▶ PROVIDED PASSAGE
+++
Readers of her story were immediately floored. You simply cannot plan to financially grow into a home as things can easily go awry. It became clear to the readers – mostly real estate professionals – that this situation would not end well.

Being “house poor” – spending a large proportion of your total income on your homeownership – can take a toll on even the best relationship. It is incredibly easy to begin resenting your partner when you stress about finances daily. This Redditor, if she follows through with the purchase, will be making a huge mistake. We’re here to ensure the same thing does not happen to you.

A home is not an investment.

 

Do not assume that real estate will go up. On the brighter side, do not assume that if you wait another few years, your dream home will be more expensive. The real estate market is constantly fluctuating based on activity, and we all saw what happened in 2008 with the market crash. You could buy a home at one price and end up selling it a decade later a few thousand less than you paid for it yourself. If you are not planning on living in this home for more than seven years, it is generally cheaper for you to rent.
+++
▶ EXTRACTED RECORDS
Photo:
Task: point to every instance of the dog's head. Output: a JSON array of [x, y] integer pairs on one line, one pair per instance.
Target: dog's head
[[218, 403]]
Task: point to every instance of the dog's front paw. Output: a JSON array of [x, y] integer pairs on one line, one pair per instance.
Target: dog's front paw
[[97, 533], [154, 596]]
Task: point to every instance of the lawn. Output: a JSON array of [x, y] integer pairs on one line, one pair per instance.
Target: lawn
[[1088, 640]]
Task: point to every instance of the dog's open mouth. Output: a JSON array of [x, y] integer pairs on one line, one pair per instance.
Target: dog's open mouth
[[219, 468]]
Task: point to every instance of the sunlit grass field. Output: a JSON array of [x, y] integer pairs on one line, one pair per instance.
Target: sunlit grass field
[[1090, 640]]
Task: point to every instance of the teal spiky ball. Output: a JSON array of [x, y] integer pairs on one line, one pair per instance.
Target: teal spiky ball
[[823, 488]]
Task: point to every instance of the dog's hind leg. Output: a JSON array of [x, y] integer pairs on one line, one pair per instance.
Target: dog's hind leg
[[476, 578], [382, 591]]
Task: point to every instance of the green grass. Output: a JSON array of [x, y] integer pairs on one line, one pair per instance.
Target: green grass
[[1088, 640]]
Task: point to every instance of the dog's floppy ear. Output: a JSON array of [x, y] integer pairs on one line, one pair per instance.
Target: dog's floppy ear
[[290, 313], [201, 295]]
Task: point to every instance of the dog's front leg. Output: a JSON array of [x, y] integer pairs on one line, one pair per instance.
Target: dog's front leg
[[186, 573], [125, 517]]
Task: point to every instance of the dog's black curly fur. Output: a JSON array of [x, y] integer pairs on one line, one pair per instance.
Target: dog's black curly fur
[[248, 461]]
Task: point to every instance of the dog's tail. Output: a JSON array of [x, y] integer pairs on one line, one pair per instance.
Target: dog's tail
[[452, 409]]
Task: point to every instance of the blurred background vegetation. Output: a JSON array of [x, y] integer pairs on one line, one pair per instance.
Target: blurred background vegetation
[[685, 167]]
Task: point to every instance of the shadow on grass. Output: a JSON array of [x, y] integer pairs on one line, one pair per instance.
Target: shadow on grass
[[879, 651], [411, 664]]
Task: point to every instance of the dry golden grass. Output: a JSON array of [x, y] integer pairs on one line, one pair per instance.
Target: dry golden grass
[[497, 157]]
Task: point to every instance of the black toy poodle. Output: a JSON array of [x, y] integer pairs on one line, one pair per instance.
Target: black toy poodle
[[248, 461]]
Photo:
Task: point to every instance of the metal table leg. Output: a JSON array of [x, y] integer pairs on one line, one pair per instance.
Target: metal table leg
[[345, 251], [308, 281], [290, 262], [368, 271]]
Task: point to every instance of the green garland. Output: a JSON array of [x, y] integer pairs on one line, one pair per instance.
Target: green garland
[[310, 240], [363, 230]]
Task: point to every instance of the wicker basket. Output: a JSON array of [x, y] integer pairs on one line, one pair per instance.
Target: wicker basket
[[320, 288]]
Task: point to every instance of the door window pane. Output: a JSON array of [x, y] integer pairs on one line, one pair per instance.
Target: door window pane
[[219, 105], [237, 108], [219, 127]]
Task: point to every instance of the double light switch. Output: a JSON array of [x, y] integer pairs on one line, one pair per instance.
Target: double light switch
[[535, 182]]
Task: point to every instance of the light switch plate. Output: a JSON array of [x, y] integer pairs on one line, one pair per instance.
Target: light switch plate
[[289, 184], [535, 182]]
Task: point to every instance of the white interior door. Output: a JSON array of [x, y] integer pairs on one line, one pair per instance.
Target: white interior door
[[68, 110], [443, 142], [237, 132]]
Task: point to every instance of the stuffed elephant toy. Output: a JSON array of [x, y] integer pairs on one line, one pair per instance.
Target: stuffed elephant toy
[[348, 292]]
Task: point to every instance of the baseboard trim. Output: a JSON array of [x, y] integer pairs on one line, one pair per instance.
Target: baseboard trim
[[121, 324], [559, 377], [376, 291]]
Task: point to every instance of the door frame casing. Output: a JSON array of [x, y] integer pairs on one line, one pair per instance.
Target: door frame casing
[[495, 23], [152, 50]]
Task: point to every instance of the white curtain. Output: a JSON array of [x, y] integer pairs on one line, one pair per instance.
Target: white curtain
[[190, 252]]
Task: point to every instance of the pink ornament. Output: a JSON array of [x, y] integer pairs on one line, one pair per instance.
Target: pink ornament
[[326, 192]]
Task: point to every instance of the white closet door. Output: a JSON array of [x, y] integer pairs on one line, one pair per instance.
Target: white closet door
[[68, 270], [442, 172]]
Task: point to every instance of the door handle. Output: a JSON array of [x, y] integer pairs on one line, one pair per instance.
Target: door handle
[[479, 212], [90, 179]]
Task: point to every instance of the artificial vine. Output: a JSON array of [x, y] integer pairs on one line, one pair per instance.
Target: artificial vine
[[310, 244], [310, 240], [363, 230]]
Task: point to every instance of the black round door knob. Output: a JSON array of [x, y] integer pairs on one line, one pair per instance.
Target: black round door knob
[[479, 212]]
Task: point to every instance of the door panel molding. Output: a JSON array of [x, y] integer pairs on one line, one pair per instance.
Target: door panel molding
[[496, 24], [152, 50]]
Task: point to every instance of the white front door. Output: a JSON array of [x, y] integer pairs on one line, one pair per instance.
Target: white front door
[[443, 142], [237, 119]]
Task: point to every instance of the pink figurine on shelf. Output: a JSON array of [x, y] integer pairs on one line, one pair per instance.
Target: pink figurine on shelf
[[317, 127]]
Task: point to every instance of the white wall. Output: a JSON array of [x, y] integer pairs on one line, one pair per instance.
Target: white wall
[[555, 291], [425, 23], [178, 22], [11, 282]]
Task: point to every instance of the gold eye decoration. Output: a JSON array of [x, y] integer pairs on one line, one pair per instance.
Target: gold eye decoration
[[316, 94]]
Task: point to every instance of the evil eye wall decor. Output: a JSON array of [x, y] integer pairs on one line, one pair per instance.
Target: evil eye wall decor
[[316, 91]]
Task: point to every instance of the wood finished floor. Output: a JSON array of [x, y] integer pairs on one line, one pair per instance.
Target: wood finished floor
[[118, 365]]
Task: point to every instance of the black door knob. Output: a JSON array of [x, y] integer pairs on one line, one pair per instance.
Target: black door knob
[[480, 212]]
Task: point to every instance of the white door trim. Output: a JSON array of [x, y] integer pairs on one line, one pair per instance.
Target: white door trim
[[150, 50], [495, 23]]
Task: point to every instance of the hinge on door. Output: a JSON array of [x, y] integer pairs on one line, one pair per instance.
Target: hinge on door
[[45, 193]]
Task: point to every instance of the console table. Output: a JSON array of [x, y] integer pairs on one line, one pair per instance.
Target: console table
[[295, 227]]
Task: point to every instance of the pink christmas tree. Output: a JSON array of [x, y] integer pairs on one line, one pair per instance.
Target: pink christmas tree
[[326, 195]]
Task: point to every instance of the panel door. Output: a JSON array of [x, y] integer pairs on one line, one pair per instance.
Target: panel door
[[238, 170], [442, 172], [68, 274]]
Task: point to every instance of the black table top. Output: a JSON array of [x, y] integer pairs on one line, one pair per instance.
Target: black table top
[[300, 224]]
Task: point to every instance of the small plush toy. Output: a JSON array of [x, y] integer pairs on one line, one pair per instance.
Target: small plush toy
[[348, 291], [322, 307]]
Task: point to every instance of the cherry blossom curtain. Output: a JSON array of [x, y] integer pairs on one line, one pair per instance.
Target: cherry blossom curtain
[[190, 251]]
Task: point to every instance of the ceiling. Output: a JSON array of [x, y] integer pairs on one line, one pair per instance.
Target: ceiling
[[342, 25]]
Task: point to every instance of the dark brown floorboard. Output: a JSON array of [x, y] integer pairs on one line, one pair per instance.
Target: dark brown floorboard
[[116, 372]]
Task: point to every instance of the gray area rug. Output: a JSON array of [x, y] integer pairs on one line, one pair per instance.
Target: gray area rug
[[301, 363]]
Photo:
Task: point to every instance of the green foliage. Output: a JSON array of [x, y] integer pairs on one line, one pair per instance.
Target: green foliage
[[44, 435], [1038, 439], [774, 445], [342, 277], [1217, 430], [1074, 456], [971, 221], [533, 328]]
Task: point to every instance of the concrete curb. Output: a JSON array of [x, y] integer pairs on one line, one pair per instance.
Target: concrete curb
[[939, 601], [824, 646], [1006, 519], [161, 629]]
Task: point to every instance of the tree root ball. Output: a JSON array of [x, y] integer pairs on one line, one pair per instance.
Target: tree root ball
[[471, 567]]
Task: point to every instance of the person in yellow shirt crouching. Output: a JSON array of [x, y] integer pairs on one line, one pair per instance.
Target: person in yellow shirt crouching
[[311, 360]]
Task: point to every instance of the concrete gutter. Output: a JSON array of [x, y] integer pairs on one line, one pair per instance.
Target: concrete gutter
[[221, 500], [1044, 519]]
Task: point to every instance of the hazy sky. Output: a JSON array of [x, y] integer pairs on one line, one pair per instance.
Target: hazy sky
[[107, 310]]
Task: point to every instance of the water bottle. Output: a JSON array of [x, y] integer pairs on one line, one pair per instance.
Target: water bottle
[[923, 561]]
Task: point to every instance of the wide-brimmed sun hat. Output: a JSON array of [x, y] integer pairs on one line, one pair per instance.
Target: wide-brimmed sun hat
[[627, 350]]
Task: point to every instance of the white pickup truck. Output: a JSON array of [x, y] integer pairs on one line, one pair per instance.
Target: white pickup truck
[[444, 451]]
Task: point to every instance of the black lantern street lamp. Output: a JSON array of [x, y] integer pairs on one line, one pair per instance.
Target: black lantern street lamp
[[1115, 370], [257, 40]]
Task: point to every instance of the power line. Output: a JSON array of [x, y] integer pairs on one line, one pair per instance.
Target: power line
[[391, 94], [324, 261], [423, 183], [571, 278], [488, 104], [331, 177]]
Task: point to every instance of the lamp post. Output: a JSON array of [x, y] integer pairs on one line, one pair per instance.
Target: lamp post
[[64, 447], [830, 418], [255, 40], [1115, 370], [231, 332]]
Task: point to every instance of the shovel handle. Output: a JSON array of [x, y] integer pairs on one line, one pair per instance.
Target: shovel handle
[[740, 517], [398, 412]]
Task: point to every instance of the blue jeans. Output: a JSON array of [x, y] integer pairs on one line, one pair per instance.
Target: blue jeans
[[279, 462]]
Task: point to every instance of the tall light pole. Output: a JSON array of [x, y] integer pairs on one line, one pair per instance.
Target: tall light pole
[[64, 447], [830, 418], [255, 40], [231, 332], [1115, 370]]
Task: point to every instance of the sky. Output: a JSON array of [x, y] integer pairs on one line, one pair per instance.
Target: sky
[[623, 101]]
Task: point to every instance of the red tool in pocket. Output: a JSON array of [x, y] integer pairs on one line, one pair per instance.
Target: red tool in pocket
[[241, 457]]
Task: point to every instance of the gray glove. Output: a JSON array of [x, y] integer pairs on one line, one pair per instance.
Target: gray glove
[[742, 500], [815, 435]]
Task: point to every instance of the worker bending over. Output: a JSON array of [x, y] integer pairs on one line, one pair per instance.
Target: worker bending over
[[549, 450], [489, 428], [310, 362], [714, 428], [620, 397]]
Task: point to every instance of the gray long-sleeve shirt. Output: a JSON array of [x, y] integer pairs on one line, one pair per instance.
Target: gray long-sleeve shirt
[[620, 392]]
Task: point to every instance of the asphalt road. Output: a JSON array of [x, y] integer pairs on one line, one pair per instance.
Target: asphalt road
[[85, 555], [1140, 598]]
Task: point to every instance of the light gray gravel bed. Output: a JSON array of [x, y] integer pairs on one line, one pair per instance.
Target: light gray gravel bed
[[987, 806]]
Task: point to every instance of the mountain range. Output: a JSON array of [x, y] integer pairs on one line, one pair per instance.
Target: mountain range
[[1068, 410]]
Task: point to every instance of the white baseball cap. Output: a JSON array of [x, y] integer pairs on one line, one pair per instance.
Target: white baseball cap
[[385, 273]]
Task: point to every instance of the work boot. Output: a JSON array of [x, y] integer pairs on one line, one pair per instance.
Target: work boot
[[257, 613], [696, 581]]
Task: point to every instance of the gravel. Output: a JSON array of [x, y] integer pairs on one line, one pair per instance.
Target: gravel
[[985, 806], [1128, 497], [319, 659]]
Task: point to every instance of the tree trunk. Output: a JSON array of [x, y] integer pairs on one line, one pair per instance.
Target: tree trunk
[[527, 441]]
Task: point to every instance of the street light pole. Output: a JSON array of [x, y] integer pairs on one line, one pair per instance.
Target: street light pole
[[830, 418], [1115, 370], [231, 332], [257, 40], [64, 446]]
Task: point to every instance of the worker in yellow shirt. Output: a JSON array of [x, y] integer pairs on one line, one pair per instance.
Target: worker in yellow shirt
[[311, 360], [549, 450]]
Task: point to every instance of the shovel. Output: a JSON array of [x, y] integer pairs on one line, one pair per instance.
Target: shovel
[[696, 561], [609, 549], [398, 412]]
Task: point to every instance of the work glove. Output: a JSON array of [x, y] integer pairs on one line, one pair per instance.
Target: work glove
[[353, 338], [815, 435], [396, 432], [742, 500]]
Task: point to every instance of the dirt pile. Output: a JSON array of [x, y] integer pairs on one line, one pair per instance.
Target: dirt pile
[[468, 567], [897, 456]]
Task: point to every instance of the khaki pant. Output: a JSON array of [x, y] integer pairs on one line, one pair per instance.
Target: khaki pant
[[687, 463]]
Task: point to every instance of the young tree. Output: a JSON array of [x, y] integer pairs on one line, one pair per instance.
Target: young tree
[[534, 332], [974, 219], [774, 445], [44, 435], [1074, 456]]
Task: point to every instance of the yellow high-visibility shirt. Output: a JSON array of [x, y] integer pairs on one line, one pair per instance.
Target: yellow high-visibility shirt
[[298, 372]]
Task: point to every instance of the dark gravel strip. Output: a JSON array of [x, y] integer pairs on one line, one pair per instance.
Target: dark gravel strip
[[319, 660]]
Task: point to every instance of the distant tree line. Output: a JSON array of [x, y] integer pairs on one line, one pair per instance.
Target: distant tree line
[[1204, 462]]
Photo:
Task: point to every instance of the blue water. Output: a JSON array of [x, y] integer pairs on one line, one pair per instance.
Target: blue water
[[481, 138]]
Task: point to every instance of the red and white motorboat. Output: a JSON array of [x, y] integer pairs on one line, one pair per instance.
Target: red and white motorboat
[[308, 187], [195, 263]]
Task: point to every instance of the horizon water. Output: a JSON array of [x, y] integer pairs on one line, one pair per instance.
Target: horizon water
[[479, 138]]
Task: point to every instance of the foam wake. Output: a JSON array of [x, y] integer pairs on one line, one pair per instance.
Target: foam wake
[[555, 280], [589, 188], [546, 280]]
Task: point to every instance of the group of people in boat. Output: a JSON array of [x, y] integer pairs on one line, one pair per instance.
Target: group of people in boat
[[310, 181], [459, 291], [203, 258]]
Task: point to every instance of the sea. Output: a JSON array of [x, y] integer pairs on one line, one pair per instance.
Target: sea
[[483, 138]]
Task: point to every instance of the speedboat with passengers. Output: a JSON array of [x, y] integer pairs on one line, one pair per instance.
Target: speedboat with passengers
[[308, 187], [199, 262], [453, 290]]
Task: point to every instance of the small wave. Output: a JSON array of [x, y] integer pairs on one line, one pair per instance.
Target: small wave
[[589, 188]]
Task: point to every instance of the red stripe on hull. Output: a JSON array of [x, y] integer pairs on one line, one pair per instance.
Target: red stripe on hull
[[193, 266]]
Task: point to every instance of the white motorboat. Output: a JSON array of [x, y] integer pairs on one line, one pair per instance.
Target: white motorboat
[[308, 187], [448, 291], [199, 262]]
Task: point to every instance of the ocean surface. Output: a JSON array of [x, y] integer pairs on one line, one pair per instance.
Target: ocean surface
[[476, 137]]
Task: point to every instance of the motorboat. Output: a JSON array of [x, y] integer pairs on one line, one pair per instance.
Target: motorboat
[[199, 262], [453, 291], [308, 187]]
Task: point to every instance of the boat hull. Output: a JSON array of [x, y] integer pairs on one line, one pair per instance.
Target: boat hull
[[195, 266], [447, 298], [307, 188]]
+++
▶ SET PROBLEM
Rewrite the passage about being house poor from "Readers of her" to "not an investment.", replacing "partner" with "spouse". Base your work on the text alone.

▶ EXERCISE ANSWER
Readers of her story were immediately floored. You simply cannot plan to financially grow into a home as things can easily go awry. It became clear to the readers – mostly real estate professionals – that this situation would not end well.

Being “house poor” – spending a large proportion of your total income on your homeownership – can take a toll on even the best relationship. It is incredibly easy to begin resenting your spouse when you stress about finances daily. This Redditor, if she follows through with the purchase, will be making a huge mistake. We’re here to ensure the same thing does not happen to you.

A home is not an investment.